*Directions*:
(1) Answer these questions from the antenna array patent page below:
(a) On what date was the patent granted?
(b) According to claim 1, what is at least one output port of the transmitter system connected to?
(c) According to claim 2, what provides transmission paths for each of the respective input signals to the antenna array system?
(2) Reproduce every line of the stored listing below verbatim, leaving the pictures out of your answer.

P
US8588334B2ActiveUtilityPatentIndex 79

Robust antenna array

Assignee: MCGOWAN NEILPriority: Jul 22, 2011Filed: Jul 22, 2011Granted: Nov 19, 2013
Est. expiryJul 22, 2031(~5.1 yrs left)· nominal 20-yr term from priority
Inventors:MCGOWAN NEILDA SILVEIRA MARTHUINUS WILLEM
H01Q 21/08H01Q 1/246H01Q 21/26
79
PatentIndex Score
7
Cited by
16
References
18
Claims

Abstract

A wireless communication system that includes a robust transmitter array. The robust transmitter array includes an antenna array system with at least one column, at least one antenna element, and at least one polarization, a plurality of transmitter devices to transmit analog voice/data signals through the antenna array system, and a signal processor. The signal processor modifies two or more input signals in the event of a transmitter device failure such that substantially similar amounts of each of the two or more input signals are output from the transmitter system to the antenna array system, and wherein substantially less transmitted signal power is lost than in the case wherein the signal processor does not modify the two or more input signals in the event of a transmitter failure.

Claims

exact text as granted — not AI-modified
The invention claimed is: 
     
       1. A wireless communication system comprising:
 an antenna array system including at least one column with at least one antenna element, and at least one polarization; and 
 a transmitter system, including a plurality of transmitter devices, configured to receive respective input signals, process said respective input signals to generate processed signals and transmit the processed signals through the antenna array system, wherein at least one output port of the transmitter system is connected to a non-antenna load; 
 in the event of a failure of any of the plurality of transmitter devices, the transmitter system including a signal processor configured to modify the respective input signals, and the remaining operational transmitter devices configured to increase their output power by an amount determined in accordance with a total number of transmitter devices in the plurality, such that substantially no transmitted signal power is lost relative to the case wherein there is no failure of any of the plurality of transmitter devices; and 
 wherein substantially similar amounts of signal energy associated with each of the respective input signals are output from the transmitter system to the antenna array system after said failure relative to the case wherein there is no failure of any of the plurality of transmitter devices. 
 
     
     
       2. The wireless communication system according to  claim 1 , further comprising:
 an analog hybrid matrix configured to provide transmission paths for each of the respective input signals from each of the plurality of transmitter devices to the antenna array system. 
 
     
     
       3. The wireless communication system according to  claim 1 , wherein the signal processor comprises:
 a digital hybrid matrix configured to combine weight adjusted feedback signals corresponding to the respective input signals with the respective input signals such that when there is no failure of any of the plurality of transmitter devices, a maximum amount of signal energy associated with a first of the respective input signals is output from the transmitter system at a first output and a minimum amount of signal energy associated with the first of the respective input signals is output from the transmitter system at other outputs.

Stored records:
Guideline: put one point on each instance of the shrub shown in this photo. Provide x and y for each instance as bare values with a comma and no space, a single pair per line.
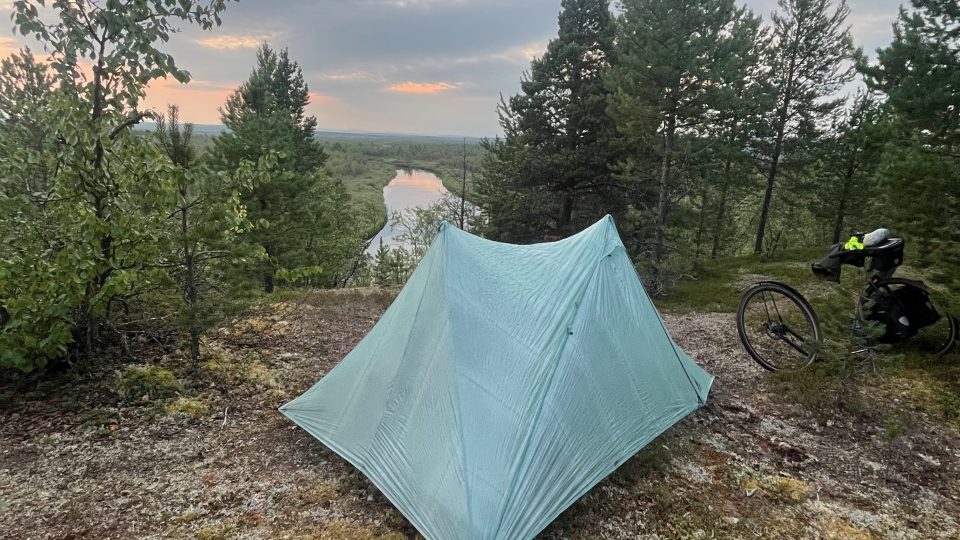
149,382
194,408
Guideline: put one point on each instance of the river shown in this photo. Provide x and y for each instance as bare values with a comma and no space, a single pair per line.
409,189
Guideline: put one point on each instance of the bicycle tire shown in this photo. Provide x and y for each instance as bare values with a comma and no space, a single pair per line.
953,326
799,301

*Results of the exercise*:
(1)
(a) Nov 19, 2013
(b) A non-antenna load
(c) An analog hybrid matrix

(2)
Guideline: put one point on each instance of the shrub shown in this photo. Provide x and y for each instance as bare values with a comma and no space, a single pair per line.
149,382
194,408
Guideline: put one point on each instance of the river shown in this photo. Provide x and y for each instance as bare values with a comma and no space, a single pair per line.
409,189
Guideline: put one point on each instance of the bicycle tire shown in this photo. Provide x and y for each instance as bare values with a comma and no space, a single pair per line.
953,326
799,301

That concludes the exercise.